Reproduce all of the data with every "one dot per instance" swapped for "one point per instance", leaving everything else unchanged.

======

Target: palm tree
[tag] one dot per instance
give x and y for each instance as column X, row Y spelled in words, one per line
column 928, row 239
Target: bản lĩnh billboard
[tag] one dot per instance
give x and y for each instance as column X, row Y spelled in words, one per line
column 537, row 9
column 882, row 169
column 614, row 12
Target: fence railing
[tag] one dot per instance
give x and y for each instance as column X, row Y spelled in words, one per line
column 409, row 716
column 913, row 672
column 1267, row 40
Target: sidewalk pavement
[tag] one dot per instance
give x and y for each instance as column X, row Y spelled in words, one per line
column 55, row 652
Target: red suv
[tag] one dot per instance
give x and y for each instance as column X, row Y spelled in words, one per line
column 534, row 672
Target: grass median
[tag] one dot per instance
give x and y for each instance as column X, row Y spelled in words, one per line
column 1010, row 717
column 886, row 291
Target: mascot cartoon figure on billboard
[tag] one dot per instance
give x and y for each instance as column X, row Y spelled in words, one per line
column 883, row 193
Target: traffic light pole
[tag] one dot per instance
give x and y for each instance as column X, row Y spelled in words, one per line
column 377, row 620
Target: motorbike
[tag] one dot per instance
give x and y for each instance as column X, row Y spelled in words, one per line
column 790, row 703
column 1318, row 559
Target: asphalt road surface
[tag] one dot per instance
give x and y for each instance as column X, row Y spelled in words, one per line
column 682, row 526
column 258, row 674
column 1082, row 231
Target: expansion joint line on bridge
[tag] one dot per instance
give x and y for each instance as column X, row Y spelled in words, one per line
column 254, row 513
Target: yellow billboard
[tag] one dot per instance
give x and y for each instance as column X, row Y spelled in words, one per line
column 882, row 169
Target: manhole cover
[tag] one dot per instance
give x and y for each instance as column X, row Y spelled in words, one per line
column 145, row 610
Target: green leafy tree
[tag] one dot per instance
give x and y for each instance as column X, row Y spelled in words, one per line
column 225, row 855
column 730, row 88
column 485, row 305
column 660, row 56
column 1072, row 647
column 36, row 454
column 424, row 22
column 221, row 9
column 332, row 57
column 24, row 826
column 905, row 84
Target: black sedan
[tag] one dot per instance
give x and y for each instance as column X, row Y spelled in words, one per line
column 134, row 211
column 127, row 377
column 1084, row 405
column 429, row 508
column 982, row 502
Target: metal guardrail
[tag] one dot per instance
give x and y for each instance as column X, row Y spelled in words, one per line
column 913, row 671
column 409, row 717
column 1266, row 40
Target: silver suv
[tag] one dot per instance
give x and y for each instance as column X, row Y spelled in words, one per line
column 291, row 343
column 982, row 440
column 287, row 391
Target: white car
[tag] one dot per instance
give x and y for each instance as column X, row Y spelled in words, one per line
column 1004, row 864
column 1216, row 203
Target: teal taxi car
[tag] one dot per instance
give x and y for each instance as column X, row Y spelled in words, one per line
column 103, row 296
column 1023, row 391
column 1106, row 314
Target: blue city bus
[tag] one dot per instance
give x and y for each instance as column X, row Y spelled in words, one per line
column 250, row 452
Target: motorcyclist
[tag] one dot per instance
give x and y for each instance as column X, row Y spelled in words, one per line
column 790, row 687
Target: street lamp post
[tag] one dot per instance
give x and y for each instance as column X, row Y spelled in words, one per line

======

Result
Target: palm tree
[tag] one point per instance
give x and y for each instance as column X, row Y spelled in words, one per line
column 928, row 239
Target: bản lĩnh billboard
[tag] one point per instance
give x and y for each instance as column X, row Y spelled in words, one per line
column 537, row 9
column 882, row 169
column 614, row 12
Target: fence railing
[tag] one point per instance
give x and y for each instance as column X, row Y spelled in words, one per line
column 409, row 716
column 913, row 672
column 1267, row 40
Target: sidewalk pavement
[tag] one point per instance
give x and y for each instance as column X, row Y spelled in words, one per line
column 55, row 652
Target: red suv
[tag] one point per instance
give x and y for each instance as column X, row Y spelled in words, one per line
column 534, row 672
Target: grass median
[tag] one point per instance
give x and y for each instance as column X, row Y spelled in words, one per line
column 1010, row 717
column 886, row 291
Target: mascot cartoon figure on billboard
[tag] one point per instance
give x and y for each instance as column X, row Y spelled in words, one per line
column 883, row 193
Target: traffic light pole
[tag] one point per instance
give x and y for each instance as column X, row Y spelled in words, one per line
column 377, row 620
Target: motorbike
[tag] one point per instance
give x and y for each instance as column X, row Y spelled in words, one per line
column 790, row 703
column 1318, row 559
Target: asphalt road surface
[tag] one point per instance
give x and y for each instance as column X, row Y spelled in words, one per line
column 682, row 526
column 258, row 674
column 1082, row 231
Target: expansion joint line on bridge
[tag] one point per instance
give x and y for each instance as column X, row Y spelled in words, one per line
column 254, row 513
Target: yellow billboard
[tag] one point per instance
give x and y for each instance as column X, row Y spelled in words, one per line
column 882, row 169
Target: manhole cover
[tag] one point per instance
give x and y for each instance as column X, row Y spelled in words, one per line
column 145, row 610
Target: green leafy tree
[tag] one point per instance
give x and y for each instance as column X, row Y spelled in words, one per line
column 225, row 855
column 730, row 88
column 485, row 305
column 660, row 56
column 1072, row 647
column 36, row 454
column 424, row 22
column 221, row 9
column 332, row 57
column 24, row 826
column 905, row 84
Target: black sedan
[tag] one point per instance
give x and y for each instance as column X, row Y spelled in words, one per line
column 134, row 211
column 127, row 377
column 1084, row 405
column 429, row 508
column 982, row 502
Target: metal guardrail
[tag] one point per instance
give x and y for each instance as column X, row Y spelled in words, one per line
column 913, row 671
column 409, row 717
column 1266, row 40
Target: silver suv
[tag] one point per instance
give x and y for each instance as column X, row Y spelled in words, one per line
column 291, row 343
column 982, row 440
column 287, row 391
Target: white car
[tag] one point per instance
give x and y for each instance as column X, row Y spelled in words, one per line
column 1004, row 864
column 1216, row 203
Target: teal taxi car
[tag] one point per instance
give x and y for each instance as column X, row Y spelled in words, one per line
column 103, row 296
column 1023, row 391
column 1106, row 314
Target: blue city bus
[tag] one point per instance
give x and y for each instance as column X, row Y spelled in words, one per line
column 250, row 452
Target: motorcyclist
[tag] one point per instance
give x and y for each instance as column X, row Y spelled in words, one per line
column 790, row 687
Target: street lamp post
[tag] one point per instance
give x and y for each instance as column X, row Y spelled in words, one per line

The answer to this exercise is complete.